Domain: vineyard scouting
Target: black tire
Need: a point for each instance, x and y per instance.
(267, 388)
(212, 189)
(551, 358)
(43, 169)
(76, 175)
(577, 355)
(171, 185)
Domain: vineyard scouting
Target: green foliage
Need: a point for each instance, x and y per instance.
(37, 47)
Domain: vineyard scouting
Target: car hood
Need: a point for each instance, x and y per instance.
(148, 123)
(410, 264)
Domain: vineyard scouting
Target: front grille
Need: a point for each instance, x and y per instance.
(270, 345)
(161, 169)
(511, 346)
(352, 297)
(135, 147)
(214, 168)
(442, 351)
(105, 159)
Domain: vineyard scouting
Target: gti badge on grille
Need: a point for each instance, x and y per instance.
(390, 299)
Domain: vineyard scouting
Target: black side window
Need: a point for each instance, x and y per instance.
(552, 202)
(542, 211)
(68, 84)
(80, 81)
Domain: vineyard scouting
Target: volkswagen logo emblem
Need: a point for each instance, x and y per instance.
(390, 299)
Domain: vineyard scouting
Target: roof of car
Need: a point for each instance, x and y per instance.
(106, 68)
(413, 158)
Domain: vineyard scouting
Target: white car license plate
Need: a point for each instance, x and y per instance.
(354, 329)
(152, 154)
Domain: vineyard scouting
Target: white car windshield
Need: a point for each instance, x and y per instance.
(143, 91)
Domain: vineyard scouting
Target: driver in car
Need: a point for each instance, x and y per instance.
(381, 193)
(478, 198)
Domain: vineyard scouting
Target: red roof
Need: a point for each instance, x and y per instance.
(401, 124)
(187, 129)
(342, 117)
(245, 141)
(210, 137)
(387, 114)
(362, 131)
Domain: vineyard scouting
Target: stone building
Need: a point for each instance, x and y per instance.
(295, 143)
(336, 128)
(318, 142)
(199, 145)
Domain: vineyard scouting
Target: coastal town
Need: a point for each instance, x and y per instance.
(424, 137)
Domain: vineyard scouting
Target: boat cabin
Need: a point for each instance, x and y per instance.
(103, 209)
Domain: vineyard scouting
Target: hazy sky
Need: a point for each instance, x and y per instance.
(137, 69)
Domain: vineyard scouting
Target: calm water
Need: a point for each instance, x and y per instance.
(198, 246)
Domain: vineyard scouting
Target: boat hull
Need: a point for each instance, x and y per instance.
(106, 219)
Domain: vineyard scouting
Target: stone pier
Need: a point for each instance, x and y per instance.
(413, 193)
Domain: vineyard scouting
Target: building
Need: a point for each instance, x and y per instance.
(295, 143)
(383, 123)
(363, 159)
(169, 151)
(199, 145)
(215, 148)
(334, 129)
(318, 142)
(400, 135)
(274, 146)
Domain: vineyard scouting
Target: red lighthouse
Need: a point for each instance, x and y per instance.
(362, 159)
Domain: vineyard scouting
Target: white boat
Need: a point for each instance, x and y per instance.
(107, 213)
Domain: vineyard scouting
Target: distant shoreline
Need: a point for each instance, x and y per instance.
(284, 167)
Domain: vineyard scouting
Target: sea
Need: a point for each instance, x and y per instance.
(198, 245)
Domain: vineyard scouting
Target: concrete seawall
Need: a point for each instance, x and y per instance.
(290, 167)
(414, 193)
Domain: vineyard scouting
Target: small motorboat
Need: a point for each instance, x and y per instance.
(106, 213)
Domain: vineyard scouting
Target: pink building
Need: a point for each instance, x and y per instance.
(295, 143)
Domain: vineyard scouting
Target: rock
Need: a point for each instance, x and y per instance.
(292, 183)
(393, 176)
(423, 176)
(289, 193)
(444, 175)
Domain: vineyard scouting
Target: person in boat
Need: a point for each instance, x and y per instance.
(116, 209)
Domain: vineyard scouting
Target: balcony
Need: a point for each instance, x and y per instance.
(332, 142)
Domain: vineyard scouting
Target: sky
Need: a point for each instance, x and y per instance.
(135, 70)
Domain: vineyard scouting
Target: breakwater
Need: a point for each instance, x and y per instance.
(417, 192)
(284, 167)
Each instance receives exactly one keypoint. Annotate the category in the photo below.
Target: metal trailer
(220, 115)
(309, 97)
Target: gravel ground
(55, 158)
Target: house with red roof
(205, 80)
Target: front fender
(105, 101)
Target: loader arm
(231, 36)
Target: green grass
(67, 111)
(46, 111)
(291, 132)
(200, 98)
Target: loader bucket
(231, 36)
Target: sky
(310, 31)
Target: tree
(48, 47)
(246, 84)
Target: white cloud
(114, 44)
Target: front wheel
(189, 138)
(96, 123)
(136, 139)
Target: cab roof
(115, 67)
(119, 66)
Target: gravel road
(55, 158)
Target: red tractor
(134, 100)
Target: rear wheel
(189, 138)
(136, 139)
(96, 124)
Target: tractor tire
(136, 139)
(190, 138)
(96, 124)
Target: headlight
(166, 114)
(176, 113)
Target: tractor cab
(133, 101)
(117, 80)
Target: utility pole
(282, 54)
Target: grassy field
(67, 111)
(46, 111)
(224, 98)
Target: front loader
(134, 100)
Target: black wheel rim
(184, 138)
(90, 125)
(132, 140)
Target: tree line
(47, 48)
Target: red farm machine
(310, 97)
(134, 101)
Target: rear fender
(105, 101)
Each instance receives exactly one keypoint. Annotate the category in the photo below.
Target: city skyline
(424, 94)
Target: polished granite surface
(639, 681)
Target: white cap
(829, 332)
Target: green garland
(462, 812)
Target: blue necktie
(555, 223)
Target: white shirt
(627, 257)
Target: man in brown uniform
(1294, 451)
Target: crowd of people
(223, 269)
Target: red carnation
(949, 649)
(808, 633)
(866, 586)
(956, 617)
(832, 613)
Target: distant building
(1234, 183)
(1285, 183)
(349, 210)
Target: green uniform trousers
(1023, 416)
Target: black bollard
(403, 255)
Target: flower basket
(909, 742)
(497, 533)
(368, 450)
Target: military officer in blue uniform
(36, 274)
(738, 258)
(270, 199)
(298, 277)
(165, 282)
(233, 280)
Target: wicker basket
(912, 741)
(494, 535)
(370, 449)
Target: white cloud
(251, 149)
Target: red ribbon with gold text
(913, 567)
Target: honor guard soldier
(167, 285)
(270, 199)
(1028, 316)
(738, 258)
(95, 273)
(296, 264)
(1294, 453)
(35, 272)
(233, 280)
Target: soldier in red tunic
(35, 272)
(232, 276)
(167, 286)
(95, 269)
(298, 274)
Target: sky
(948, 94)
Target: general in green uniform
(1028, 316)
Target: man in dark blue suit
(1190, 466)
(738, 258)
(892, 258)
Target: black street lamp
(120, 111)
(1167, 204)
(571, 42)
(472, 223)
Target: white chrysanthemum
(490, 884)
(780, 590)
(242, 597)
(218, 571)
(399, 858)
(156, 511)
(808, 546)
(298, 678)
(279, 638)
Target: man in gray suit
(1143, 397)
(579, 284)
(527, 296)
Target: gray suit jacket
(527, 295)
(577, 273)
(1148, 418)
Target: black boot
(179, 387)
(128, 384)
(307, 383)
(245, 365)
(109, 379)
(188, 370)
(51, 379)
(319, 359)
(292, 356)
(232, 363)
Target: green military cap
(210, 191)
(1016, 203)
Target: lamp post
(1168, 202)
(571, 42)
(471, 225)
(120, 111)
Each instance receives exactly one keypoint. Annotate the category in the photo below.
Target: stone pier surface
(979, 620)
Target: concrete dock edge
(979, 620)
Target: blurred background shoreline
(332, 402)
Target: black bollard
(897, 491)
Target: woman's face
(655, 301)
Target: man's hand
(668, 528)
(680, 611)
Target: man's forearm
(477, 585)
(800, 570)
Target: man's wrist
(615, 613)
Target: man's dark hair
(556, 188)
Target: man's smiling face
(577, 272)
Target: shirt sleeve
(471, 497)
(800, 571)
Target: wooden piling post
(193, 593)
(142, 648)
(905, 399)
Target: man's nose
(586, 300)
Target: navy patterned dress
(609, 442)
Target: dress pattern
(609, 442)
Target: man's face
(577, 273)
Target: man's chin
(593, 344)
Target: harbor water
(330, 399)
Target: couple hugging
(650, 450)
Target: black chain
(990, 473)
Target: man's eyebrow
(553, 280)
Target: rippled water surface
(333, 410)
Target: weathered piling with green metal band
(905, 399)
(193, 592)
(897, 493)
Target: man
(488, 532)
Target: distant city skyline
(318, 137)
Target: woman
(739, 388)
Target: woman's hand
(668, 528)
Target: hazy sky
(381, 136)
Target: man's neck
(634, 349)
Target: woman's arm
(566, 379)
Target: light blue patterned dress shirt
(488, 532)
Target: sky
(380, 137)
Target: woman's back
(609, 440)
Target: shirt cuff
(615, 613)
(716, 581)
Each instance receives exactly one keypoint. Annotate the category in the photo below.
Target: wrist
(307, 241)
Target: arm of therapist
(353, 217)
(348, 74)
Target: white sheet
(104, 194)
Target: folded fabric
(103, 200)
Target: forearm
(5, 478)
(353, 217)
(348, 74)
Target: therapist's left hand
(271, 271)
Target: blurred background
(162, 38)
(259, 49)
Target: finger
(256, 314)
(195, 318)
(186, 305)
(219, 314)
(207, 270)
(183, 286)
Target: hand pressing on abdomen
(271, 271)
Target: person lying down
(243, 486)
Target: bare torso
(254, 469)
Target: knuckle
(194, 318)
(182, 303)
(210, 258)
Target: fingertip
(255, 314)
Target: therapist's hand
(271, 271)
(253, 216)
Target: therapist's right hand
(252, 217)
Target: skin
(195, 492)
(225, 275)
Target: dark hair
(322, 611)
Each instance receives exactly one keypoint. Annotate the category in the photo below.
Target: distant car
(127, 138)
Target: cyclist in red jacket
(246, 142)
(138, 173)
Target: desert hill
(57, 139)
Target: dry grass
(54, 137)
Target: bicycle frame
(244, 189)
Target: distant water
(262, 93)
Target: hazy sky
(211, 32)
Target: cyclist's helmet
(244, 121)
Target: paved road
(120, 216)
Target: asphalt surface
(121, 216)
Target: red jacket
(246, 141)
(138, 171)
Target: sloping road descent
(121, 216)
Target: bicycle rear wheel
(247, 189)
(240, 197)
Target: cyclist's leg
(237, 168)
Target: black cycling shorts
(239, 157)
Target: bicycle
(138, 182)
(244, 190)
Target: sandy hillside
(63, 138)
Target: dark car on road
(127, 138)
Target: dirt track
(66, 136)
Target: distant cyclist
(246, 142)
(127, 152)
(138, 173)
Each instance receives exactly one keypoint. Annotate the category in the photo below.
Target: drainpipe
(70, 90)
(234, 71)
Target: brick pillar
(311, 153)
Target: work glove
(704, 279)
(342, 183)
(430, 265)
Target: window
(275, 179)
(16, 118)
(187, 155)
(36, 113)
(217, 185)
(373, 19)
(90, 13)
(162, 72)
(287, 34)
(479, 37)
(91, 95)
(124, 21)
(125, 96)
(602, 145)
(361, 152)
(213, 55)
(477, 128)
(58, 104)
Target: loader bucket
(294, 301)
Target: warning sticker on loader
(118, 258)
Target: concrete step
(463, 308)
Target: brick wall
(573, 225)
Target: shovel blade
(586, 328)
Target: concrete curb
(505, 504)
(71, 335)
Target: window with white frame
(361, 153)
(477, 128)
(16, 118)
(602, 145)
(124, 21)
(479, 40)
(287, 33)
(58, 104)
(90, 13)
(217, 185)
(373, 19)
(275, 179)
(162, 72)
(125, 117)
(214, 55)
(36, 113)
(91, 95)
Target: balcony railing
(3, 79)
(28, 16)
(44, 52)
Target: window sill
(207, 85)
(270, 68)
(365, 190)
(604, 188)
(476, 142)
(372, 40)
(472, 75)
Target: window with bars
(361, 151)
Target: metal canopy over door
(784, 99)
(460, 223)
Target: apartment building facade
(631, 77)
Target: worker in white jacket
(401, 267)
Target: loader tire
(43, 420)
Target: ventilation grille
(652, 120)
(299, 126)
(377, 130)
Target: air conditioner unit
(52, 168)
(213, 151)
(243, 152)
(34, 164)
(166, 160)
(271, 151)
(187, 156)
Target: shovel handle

### Exercise aim
Give back exactly the material above from its opening line to the line bearing "Target: red roof".

### Answer below
Domain: vineyard scouting
Target: black tire
Need: a point for each instance, x and y per instance.
(267, 388)
(212, 189)
(551, 358)
(43, 169)
(76, 175)
(577, 355)
(171, 185)
Domain: vineyard scouting
Target: green foliage
Need: a point for each instance, x and y per instance.
(37, 47)
Domain: vineyard scouting
Target: car hood
Need: a point for each instance, x and y per instance.
(148, 123)
(410, 264)
Domain: vineyard scouting
Target: front grille
Need: a point for each instance, x and y per instance.
(270, 345)
(161, 169)
(511, 346)
(352, 297)
(135, 147)
(214, 168)
(442, 351)
(105, 159)
Domain: vineyard scouting
Target: gti badge on grille
Need: a point for each instance, x and y per instance.
(390, 299)
Domain: vineyard scouting
Target: black side window
Need: a point for each instance, x and y per instance.
(552, 202)
(542, 211)
(68, 84)
(80, 81)
Domain: vineyard scouting
Target: volkswagen logo emblem
Need: a point for each instance, x and y per instance.
(390, 299)
Domain: vineyard scouting
Target: roof of car
Need: a point for each instance, x and y per instance.
(106, 68)
(413, 158)
Domain: vineyard scouting
Target: white car license plate
Need: a point for each instance, x and y per instance.
(354, 329)
(152, 154)
Domain: vineyard scouting
Target: white car windshield
Need: a point for each instance, x and y per instance.
(143, 91)
Domain: vineyard scouting
Target: driver in car
Need: a point for each instance, x and y per instance.
(381, 193)
(478, 198)
Domain: vineyard scouting
Target: red roof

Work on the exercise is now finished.